━━━ SOURCE RECORDS ━━━

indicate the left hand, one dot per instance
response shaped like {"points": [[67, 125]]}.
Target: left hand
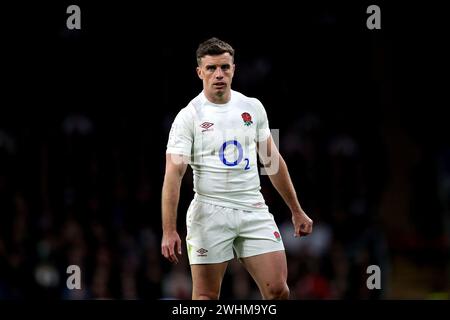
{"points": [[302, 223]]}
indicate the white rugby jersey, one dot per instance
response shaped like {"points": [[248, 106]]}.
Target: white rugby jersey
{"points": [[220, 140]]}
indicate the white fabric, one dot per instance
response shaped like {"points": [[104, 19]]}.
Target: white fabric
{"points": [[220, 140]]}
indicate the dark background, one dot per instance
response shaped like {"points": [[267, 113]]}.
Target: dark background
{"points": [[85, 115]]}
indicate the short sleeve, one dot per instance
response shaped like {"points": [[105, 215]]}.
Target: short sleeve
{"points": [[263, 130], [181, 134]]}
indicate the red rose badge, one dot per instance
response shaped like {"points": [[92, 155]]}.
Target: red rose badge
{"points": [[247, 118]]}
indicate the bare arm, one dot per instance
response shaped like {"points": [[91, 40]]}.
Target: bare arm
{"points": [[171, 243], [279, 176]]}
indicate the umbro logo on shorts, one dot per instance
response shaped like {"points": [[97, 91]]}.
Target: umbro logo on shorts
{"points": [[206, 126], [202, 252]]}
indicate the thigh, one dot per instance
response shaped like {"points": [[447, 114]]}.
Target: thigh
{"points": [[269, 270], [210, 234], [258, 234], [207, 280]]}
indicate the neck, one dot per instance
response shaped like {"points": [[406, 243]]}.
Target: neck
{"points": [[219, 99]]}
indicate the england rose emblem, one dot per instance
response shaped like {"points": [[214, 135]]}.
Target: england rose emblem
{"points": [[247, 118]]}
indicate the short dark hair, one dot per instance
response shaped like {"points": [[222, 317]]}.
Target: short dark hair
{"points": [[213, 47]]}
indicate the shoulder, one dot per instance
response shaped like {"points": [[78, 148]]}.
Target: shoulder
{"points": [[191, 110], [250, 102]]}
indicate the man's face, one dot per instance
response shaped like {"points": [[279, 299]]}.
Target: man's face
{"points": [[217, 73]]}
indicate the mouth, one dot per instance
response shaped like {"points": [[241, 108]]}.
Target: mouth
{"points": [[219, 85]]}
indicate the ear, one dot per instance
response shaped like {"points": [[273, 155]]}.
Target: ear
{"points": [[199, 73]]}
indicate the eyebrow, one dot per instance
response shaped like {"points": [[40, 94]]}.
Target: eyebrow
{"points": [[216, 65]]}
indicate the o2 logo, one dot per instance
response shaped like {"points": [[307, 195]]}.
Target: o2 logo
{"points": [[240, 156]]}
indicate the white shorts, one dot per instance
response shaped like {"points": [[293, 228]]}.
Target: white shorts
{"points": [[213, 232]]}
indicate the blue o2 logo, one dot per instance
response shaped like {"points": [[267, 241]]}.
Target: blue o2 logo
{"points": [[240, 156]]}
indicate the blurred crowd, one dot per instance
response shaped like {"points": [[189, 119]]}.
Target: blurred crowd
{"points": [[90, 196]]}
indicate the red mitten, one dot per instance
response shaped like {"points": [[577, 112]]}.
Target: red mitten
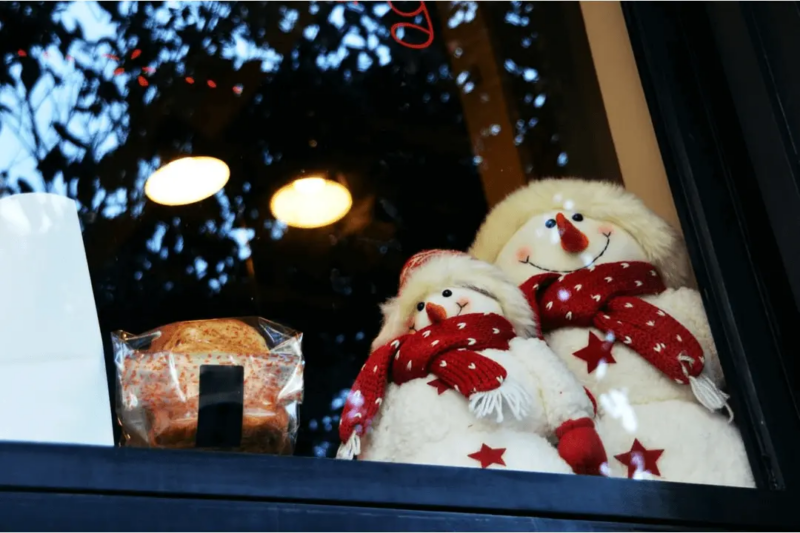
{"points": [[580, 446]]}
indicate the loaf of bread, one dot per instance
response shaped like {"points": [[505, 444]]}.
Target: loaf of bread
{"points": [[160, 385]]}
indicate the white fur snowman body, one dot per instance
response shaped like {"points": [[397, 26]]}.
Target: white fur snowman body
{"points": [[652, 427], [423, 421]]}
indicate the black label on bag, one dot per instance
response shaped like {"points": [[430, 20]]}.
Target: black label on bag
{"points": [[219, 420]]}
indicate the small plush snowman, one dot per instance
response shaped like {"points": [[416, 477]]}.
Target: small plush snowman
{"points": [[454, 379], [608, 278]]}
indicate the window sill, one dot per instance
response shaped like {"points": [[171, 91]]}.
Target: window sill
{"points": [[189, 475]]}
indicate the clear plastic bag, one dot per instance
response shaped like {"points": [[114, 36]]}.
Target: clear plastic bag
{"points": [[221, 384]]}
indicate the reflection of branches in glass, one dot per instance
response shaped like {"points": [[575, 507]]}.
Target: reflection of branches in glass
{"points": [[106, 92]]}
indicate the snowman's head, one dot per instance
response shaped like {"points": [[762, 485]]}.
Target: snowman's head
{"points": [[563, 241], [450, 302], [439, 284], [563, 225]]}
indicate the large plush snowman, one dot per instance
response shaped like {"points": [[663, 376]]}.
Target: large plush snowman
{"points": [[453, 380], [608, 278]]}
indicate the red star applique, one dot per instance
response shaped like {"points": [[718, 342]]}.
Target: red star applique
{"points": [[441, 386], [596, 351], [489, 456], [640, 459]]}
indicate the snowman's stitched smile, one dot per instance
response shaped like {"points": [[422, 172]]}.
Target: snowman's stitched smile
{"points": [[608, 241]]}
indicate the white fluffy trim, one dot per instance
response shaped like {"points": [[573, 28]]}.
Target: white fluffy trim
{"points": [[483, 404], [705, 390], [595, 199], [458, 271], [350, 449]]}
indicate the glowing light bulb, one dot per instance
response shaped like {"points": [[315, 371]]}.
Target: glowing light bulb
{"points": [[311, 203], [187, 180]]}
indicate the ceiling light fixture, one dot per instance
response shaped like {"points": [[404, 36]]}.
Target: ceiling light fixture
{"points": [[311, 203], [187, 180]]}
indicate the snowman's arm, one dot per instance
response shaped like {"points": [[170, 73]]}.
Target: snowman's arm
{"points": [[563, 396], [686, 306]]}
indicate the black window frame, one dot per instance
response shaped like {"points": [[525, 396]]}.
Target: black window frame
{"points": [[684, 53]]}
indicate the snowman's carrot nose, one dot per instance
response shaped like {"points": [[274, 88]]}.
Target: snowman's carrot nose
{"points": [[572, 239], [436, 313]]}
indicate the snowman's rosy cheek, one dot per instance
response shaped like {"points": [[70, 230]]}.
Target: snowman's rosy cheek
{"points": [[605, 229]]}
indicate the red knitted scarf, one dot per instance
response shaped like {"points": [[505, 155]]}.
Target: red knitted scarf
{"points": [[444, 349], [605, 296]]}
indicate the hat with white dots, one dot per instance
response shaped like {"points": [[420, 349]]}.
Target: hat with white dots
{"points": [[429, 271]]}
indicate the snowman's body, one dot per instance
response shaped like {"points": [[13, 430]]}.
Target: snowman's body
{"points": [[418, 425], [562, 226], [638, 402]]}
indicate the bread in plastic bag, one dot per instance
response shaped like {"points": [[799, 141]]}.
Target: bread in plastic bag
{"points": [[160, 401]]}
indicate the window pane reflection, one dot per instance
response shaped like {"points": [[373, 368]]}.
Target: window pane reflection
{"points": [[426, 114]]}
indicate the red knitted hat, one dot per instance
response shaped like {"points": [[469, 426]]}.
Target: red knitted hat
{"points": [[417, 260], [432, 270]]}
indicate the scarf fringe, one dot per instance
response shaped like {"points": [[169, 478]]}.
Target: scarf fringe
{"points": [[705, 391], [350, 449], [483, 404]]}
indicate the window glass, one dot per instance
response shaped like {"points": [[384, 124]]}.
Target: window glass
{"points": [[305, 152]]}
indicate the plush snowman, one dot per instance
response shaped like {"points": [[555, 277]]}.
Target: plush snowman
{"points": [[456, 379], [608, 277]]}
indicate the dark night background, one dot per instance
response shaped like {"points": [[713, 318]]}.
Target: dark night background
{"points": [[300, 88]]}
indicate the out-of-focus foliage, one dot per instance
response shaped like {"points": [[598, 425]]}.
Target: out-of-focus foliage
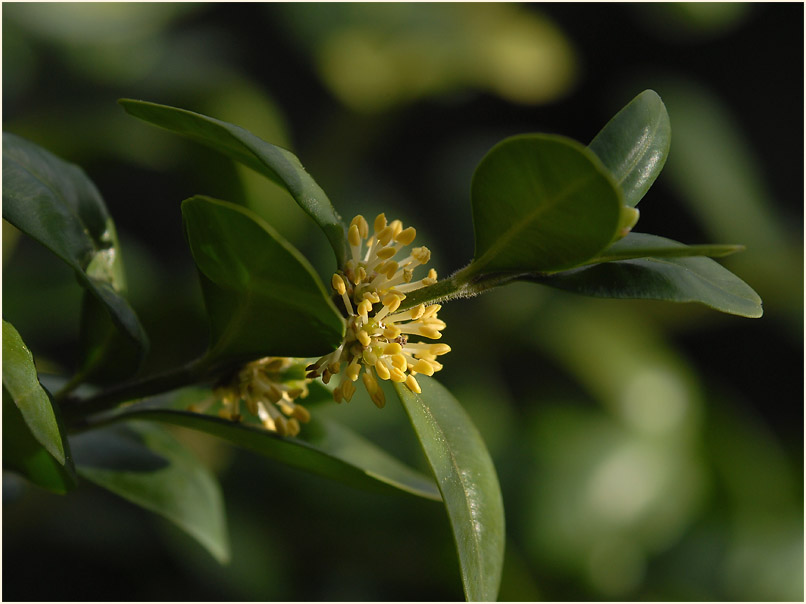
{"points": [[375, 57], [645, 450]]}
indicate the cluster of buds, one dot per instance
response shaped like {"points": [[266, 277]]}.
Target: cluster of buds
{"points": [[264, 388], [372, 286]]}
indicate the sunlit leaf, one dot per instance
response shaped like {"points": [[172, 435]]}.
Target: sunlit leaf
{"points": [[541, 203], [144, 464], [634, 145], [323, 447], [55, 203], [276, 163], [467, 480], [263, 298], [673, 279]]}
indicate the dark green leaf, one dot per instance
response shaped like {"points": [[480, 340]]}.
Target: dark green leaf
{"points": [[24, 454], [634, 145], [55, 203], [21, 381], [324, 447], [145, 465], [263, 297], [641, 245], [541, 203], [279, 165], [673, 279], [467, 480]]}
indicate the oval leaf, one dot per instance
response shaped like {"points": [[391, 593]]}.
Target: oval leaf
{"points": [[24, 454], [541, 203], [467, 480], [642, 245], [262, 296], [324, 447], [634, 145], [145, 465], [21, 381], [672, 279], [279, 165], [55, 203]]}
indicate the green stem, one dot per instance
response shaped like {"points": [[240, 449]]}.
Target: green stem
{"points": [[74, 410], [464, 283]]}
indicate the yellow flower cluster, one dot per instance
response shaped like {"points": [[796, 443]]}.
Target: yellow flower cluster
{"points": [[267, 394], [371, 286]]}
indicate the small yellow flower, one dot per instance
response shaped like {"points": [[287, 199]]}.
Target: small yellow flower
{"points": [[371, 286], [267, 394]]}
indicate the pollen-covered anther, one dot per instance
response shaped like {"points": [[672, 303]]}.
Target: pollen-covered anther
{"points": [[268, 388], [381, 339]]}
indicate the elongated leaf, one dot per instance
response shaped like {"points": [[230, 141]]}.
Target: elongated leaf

━━━

= WHAT YOU HAVE TO DO =
Recast the stretch of the items from the line containing "indicate the yellow" through the last line of the items as a Markdown table with the columns "Row" and "Line," numbering each row and leaving out any blank lines.

= COMPLETE ANSWER =
| Row | Line |
|---|---|
| 1 | indicate the yellow flower cluster, one dot per instance |
| 2 | response shaped like {"points": [[796, 443]]}. |
| 3 | Target: yellow flower cluster |
| 4 | {"points": [[267, 394], [371, 286]]} |
| 5 | indicate the small yellow flower, one dot per instance |
| 6 | response shaped like {"points": [[287, 199]]}. |
| 7 | Target: small yellow flower |
| 8 | {"points": [[371, 286], [267, 394]]} |
| 9 | indicate the pollen-covered anther, one dot per instance |
| 10 | response shaped like {"points": [[672, 303]]}. |
| 11 | Target: pollen-covered anther |
| 12 | {"points": [[268, 388], [381, 339]]} |
| 13 | indicate the elongated leaf, one dot per instance |
| 14 | response shaped like {"points": [[230, 141]]}. |
| 15 | Target: elongated leaf |